(CHALLENGE): Select every line of the material that contains the word "near" and copy each of those lines in full.

(INFORMATION SUPPLIED):

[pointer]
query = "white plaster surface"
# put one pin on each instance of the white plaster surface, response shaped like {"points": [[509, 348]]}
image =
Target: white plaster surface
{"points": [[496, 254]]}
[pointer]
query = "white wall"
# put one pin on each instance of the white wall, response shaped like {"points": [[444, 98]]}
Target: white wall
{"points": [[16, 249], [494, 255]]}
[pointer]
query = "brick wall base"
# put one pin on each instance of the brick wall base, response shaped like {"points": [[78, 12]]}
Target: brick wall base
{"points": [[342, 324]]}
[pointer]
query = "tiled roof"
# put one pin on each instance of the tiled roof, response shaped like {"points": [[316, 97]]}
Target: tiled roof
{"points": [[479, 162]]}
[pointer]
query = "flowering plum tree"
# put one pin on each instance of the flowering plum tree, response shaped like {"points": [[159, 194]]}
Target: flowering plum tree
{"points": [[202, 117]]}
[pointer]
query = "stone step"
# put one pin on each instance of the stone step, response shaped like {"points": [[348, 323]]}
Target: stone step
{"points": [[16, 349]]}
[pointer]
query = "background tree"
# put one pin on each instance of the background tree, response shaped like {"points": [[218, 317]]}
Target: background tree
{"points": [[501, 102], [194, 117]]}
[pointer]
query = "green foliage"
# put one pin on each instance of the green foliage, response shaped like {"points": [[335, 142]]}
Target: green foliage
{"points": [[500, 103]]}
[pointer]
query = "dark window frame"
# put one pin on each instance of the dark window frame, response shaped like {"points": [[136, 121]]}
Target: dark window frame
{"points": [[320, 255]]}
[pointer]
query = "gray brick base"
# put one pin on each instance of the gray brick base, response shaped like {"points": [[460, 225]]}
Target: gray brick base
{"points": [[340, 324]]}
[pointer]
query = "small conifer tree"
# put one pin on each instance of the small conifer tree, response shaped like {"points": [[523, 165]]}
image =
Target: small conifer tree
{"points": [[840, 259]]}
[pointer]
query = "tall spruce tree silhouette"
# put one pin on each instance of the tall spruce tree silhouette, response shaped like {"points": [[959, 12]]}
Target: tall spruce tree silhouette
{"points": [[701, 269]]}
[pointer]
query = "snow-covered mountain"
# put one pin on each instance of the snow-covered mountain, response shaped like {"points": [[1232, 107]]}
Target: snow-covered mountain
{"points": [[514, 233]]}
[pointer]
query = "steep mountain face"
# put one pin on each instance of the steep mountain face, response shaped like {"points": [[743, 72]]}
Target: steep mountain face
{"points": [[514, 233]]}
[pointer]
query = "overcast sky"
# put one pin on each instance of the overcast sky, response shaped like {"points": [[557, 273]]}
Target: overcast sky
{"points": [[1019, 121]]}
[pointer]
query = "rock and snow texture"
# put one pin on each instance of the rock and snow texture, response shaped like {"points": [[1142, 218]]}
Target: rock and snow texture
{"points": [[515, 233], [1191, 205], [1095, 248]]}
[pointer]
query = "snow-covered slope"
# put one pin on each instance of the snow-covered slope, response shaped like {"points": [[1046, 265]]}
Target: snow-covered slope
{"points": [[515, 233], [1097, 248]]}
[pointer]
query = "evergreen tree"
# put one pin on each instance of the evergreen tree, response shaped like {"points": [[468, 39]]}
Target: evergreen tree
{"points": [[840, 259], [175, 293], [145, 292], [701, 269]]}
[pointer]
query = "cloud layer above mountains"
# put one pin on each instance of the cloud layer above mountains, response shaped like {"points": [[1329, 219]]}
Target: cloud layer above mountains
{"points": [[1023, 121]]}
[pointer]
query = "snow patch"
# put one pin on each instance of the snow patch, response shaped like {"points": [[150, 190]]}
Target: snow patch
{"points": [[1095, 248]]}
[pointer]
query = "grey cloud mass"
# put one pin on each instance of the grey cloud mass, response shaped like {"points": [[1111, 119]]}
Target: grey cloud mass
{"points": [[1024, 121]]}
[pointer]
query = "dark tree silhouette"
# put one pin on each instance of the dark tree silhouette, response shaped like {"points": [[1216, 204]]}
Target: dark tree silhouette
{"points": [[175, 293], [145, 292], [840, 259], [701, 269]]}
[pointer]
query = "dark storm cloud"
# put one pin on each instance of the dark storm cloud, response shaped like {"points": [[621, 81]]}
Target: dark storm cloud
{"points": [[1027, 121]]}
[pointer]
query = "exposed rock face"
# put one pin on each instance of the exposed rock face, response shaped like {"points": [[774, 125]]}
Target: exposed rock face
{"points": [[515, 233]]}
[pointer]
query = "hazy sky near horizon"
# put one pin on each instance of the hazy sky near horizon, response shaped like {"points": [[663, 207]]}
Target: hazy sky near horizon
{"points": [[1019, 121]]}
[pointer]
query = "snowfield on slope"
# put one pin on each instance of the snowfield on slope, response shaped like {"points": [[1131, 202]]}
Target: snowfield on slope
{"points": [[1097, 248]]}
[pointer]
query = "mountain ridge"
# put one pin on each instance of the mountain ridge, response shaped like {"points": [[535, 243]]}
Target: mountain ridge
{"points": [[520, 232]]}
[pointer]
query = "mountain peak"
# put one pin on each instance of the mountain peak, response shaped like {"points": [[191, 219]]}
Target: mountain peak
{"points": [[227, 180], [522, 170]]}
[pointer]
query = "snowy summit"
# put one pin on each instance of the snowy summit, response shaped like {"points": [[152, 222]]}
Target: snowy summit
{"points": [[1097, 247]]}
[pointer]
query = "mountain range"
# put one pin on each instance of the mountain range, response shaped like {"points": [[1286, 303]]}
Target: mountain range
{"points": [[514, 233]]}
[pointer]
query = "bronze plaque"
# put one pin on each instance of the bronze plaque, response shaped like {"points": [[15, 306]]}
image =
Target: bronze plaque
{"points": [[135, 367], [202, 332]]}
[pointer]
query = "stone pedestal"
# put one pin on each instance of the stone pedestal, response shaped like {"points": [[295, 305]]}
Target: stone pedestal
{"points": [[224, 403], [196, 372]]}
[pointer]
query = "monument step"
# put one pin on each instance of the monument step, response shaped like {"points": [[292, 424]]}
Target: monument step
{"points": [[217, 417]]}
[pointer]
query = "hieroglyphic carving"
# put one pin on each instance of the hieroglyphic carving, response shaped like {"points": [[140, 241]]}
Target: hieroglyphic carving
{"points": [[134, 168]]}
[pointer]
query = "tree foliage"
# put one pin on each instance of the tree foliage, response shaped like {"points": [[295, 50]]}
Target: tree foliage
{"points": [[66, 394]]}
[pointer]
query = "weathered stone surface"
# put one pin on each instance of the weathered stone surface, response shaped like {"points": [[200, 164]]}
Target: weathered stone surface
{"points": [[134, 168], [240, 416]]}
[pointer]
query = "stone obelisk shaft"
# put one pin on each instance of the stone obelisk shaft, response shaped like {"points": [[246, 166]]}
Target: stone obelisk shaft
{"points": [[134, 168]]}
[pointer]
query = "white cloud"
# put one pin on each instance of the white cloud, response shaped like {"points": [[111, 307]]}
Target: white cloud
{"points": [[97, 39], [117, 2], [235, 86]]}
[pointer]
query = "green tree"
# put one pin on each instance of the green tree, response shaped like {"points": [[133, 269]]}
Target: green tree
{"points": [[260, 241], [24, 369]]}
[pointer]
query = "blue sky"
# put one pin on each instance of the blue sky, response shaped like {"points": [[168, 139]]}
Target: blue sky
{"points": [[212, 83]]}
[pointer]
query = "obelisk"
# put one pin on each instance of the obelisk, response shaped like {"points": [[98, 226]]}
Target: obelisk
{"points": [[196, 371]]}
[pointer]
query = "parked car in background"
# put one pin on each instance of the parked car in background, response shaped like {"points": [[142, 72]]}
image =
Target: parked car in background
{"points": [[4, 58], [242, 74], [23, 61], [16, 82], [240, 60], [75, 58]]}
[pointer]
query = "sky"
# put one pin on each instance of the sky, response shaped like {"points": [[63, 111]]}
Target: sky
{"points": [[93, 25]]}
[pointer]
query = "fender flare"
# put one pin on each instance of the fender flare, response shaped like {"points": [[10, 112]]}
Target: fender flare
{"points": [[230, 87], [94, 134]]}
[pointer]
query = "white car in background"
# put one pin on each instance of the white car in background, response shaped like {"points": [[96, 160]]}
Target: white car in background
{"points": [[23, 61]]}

(WRITTEN RESPONSE):
query = "hazy sky near horizon"
# put one pin on each instance of the hazy sky near horizon, response shaped like {"points": [[663, 207]]}
Target: hazy sky near horizon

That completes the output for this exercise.